Stated problem: Rewrite the entries below, from the line containing "Where can the blue" through the last line, with "wooden railing" changed to "metal fence" and everything else left as it is.

··· Information provided

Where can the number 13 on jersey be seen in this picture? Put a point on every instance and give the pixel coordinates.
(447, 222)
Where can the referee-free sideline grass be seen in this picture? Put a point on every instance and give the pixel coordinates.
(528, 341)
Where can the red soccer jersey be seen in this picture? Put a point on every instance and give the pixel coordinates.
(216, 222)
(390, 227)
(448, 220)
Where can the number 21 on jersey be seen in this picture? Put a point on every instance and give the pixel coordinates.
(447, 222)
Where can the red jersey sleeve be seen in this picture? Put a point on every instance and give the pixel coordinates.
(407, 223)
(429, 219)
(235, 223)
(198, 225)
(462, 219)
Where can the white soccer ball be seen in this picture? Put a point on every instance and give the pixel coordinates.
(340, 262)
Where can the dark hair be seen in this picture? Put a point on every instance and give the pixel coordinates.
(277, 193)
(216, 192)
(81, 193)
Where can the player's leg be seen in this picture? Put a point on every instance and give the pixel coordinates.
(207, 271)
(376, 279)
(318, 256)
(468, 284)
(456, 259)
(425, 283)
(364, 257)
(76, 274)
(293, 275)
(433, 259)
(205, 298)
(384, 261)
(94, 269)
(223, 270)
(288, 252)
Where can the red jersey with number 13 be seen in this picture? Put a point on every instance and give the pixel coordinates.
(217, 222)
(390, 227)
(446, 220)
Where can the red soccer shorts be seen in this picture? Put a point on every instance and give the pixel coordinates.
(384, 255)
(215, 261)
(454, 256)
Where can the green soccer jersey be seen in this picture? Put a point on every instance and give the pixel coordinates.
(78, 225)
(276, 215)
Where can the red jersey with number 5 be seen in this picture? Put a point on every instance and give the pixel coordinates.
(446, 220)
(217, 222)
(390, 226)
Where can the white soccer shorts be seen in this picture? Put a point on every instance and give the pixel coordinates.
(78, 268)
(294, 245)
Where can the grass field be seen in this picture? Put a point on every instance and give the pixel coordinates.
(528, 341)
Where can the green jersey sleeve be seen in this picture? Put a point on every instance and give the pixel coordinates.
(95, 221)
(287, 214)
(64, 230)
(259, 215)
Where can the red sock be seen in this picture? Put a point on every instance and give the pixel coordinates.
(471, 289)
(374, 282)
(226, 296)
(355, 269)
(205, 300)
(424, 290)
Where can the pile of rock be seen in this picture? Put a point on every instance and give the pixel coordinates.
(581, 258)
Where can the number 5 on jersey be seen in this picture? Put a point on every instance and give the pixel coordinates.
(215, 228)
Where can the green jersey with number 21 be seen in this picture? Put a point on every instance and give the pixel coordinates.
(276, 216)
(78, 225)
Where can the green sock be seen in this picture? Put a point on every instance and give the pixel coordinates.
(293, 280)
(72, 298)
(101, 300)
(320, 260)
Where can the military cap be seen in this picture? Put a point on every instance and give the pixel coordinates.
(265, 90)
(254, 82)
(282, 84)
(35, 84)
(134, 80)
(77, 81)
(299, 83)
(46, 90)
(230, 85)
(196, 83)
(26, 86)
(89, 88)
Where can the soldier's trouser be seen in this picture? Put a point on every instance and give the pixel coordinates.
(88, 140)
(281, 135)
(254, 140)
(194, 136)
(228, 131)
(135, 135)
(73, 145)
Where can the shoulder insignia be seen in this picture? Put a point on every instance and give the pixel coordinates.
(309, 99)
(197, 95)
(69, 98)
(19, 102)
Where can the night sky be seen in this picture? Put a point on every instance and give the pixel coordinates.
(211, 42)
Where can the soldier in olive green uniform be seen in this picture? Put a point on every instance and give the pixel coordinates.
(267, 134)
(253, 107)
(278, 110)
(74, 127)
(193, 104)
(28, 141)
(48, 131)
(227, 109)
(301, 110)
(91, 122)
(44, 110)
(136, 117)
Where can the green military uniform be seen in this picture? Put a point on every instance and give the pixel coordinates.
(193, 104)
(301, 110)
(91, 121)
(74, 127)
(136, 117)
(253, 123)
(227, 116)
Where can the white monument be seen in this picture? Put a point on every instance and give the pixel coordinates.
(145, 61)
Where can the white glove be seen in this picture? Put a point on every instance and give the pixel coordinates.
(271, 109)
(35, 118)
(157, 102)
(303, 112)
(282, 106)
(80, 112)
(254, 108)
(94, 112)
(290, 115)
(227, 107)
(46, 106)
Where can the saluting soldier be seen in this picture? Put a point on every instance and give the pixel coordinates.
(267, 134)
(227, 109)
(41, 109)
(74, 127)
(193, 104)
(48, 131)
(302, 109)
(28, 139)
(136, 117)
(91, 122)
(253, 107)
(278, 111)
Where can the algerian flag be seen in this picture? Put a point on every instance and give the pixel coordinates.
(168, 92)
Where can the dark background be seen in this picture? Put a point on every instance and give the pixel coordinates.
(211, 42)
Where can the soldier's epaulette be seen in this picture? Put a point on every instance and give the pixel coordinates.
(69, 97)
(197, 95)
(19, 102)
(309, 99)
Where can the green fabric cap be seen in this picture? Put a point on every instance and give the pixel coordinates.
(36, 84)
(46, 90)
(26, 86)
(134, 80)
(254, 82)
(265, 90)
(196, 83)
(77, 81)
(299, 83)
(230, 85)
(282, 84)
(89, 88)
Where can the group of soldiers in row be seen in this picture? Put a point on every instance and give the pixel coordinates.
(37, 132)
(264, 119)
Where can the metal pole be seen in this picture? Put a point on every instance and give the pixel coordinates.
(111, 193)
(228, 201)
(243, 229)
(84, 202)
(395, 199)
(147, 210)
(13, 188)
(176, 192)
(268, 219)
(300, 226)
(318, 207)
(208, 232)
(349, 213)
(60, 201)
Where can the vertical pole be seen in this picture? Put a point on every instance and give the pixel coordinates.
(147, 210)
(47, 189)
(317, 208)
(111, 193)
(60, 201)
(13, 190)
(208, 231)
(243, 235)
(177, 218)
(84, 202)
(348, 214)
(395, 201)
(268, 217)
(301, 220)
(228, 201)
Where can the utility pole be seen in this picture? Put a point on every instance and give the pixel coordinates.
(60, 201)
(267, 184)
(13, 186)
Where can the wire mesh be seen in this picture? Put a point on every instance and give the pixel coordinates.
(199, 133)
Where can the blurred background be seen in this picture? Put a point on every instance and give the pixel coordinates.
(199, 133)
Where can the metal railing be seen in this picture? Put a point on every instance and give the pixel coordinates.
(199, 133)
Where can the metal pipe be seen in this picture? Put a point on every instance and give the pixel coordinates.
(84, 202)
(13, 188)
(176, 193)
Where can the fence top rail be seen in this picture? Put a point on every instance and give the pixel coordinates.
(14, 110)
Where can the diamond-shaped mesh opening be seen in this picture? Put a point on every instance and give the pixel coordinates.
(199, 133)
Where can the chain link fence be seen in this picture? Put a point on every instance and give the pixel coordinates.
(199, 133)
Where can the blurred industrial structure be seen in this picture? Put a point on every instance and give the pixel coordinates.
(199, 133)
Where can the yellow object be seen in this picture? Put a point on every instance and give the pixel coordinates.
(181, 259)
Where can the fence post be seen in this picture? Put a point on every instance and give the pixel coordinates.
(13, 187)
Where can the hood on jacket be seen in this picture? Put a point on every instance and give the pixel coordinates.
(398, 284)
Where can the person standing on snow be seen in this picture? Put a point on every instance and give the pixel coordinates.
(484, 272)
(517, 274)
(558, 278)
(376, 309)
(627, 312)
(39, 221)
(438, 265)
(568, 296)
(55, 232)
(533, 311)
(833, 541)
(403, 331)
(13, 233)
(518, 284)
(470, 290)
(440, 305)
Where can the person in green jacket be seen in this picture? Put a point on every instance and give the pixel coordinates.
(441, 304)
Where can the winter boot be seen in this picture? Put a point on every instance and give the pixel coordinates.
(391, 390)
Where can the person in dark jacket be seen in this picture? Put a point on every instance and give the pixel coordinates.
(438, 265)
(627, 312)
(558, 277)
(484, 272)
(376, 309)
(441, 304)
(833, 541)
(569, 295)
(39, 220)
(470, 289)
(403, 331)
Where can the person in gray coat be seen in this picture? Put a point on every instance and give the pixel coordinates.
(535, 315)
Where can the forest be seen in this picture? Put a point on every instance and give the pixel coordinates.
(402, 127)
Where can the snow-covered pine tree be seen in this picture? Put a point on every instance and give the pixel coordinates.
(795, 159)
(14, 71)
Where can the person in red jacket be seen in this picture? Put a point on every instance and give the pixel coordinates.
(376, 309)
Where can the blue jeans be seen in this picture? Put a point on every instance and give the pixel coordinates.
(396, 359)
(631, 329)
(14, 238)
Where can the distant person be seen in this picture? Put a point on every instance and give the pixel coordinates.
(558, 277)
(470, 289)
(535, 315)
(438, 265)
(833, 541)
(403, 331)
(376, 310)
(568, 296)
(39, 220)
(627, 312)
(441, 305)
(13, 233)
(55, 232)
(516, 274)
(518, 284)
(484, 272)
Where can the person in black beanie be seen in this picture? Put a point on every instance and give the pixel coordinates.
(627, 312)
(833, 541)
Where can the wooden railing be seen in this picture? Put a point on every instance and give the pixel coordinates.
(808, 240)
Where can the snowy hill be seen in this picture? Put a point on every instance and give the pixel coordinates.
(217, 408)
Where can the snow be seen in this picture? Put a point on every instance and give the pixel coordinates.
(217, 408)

······

Task answer:
Where can the blue jeans be seen in this picture? Put a point on every instance and give the pixel coordinates.
(396, 359)
(631, 329)
(14, 238)
Where can the distant person be seen in this picture? Put a point on every instance and give the pixel coordinates.
(558, 277)
(470, 289)
(535, 315)
(438, 265)
(833, 541)
(403, 331)
(376, 310)
(568, 296)
(39, 220)
(627, 312)
(441, 305)
(13, 233)
(55, 232)
(516, 274)
(518, 284)
(484, 272)
Where can the person in black beanie be seen in this picture? Put a point on every instance and give the pixel coordinates.
(627, 312)
(833, 541)
Where can the metal fence be seen in this picture? Put a point on every instance and give the pixel coordinates.
(808, 240)
Where can the snowy hill be seen in this picture? Put a point on every instance and give the pixel coordinates.
(217, 408)
Where can the snow be seen in this picture? Put a point on every instance and give the pixel coordinates.
(217, 408)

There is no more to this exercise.